> **ACTIVITY**
In the entries below, find the line with "pixel 143 161" and the line with "pixel 187 589". Reproduce those two lines and every line between them exactly, and nothing more.

> **SOURCE MATERIAL**

□ □ □ □

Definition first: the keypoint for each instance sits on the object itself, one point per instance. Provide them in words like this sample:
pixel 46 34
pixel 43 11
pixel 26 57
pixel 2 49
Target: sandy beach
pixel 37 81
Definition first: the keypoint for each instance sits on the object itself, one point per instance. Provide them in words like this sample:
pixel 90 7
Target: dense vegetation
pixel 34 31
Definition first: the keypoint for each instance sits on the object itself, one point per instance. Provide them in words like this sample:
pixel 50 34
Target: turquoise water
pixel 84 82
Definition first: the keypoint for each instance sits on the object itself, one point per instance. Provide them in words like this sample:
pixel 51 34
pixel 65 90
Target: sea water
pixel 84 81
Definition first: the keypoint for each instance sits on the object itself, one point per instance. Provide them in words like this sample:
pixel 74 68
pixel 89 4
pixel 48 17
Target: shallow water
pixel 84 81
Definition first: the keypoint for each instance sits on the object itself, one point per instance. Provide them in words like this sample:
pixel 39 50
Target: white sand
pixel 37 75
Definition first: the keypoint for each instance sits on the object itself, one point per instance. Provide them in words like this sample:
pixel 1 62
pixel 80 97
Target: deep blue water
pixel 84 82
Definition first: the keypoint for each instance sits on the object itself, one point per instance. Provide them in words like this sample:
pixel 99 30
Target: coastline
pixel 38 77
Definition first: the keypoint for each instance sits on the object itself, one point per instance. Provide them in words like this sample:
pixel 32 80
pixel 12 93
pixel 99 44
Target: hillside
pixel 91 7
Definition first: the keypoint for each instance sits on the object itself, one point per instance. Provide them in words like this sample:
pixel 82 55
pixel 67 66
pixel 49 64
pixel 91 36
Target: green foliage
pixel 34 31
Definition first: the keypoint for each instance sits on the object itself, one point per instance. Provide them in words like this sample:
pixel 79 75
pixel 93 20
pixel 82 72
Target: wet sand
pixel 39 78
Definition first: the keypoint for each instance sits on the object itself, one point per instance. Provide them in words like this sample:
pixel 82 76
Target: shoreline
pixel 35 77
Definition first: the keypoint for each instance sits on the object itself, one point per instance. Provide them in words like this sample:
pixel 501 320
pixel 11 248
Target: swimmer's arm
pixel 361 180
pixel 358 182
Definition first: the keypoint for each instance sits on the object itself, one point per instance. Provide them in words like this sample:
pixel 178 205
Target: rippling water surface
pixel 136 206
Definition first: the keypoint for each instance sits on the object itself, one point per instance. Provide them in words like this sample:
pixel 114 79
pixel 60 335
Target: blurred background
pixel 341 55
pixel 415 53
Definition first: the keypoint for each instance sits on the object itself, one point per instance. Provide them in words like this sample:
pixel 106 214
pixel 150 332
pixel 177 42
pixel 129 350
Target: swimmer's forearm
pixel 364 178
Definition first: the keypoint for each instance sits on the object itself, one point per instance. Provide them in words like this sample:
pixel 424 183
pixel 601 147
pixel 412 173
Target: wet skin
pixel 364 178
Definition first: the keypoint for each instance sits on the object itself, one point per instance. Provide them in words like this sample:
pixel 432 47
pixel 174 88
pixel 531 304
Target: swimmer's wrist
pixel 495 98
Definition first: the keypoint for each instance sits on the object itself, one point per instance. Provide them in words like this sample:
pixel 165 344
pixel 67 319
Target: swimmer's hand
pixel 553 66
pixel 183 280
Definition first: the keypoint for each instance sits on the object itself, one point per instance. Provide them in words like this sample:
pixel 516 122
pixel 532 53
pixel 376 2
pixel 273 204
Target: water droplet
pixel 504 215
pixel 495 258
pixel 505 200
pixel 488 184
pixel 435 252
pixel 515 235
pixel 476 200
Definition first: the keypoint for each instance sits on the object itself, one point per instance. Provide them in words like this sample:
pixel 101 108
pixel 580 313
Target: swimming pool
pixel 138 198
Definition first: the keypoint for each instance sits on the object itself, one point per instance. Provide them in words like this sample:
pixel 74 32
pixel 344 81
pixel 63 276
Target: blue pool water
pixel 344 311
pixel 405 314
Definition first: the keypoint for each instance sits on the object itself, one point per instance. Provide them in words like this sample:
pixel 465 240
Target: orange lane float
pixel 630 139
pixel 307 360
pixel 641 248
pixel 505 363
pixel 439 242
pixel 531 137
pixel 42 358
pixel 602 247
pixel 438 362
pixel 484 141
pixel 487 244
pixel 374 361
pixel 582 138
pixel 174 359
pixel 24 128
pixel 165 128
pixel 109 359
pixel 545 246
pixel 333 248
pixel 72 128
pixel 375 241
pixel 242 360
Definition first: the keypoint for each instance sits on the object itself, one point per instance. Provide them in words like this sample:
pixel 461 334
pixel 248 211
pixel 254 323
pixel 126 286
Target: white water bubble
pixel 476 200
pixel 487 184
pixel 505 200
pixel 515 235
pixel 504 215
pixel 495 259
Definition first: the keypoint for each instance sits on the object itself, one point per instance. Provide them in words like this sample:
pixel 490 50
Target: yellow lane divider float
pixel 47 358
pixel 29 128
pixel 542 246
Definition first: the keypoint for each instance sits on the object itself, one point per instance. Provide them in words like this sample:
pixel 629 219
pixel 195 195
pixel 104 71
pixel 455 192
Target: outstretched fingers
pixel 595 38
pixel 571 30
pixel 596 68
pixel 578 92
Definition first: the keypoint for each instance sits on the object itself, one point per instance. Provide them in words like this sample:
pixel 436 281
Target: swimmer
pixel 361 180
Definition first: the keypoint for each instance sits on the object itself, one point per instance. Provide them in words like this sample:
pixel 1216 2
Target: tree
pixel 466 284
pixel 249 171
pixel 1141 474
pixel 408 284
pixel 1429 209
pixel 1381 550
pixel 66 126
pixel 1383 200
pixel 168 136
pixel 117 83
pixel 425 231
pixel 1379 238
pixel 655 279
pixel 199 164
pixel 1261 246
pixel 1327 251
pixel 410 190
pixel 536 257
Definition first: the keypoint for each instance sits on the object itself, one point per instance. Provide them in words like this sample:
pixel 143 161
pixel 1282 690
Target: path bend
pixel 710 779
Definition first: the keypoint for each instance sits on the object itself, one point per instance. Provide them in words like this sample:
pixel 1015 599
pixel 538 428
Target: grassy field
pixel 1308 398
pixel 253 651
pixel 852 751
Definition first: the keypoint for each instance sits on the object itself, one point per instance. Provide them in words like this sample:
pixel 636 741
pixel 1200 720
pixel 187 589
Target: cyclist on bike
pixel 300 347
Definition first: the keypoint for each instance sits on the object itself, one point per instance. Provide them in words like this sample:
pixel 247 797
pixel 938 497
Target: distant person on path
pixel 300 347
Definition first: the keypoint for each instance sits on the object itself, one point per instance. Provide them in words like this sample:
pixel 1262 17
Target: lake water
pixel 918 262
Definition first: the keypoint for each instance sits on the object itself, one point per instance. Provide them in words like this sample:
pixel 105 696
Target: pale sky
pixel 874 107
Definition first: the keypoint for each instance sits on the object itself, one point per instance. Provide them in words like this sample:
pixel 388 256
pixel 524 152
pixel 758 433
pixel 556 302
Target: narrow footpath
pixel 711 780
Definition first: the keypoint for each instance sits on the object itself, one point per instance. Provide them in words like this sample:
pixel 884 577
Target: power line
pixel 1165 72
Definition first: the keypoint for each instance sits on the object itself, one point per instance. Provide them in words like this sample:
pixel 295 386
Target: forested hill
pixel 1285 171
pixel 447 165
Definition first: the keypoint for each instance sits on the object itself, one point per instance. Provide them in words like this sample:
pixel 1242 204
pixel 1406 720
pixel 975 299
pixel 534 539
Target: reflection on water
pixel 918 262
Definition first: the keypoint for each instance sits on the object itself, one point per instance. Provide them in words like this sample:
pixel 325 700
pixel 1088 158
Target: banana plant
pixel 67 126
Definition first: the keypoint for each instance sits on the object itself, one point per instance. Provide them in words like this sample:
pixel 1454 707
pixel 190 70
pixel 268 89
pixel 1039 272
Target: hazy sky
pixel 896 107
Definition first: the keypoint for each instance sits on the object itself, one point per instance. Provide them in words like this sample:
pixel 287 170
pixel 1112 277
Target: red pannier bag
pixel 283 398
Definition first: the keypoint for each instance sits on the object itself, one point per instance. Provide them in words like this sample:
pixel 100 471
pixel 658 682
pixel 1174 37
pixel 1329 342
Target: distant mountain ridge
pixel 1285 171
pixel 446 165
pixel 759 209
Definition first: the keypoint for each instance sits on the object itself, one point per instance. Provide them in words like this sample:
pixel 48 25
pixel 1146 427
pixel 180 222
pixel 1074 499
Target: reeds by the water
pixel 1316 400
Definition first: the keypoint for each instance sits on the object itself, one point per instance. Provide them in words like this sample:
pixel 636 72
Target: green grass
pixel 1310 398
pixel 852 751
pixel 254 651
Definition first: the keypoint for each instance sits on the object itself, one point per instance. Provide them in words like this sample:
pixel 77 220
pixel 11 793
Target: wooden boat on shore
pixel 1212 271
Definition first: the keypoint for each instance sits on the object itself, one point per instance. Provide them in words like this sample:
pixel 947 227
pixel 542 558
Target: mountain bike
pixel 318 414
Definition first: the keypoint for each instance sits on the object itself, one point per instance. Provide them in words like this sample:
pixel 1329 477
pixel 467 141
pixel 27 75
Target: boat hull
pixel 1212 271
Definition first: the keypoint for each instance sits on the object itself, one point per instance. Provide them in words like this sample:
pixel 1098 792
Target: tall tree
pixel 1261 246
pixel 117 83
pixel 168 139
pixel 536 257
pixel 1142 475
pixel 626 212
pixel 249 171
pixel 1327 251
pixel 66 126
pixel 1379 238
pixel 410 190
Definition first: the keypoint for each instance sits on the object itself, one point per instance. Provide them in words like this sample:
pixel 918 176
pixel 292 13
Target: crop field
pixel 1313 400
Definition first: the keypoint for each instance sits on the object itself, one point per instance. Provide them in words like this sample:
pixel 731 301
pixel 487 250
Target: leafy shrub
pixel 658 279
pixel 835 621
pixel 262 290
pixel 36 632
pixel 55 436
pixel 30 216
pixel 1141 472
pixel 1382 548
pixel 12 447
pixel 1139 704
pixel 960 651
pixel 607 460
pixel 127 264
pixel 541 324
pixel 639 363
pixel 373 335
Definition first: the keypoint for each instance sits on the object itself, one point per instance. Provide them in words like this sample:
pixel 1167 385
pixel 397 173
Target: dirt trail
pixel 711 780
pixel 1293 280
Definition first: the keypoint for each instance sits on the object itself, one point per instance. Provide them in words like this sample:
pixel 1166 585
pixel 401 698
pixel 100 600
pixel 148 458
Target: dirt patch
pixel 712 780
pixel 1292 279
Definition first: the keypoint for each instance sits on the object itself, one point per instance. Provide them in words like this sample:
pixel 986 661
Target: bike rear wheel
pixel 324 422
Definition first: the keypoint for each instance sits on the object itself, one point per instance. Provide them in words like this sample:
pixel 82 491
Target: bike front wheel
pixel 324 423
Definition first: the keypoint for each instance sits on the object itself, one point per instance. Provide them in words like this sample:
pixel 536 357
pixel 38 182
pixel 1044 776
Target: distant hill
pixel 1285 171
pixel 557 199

□ □ □ □

> **RESPONSE FOR THIS EXERCISE**
pixel 143 161
pixel 1282 690
Target: path bend
pixel 710 779
Definition first: the keypoint for each instance sits on the object itself, one point per instance. Provide them in words like this sample:
pixel 1015 599
pixel 538 428
Target: grassy field
pixel 1308 398
pixel 253 651
pixel 852 751
Definition first: the keypoint for each instance sits on the object itself, one point per instance. Provide them in words like this sample:
pixel 636 741
pixel 1200 720
pixel 187 589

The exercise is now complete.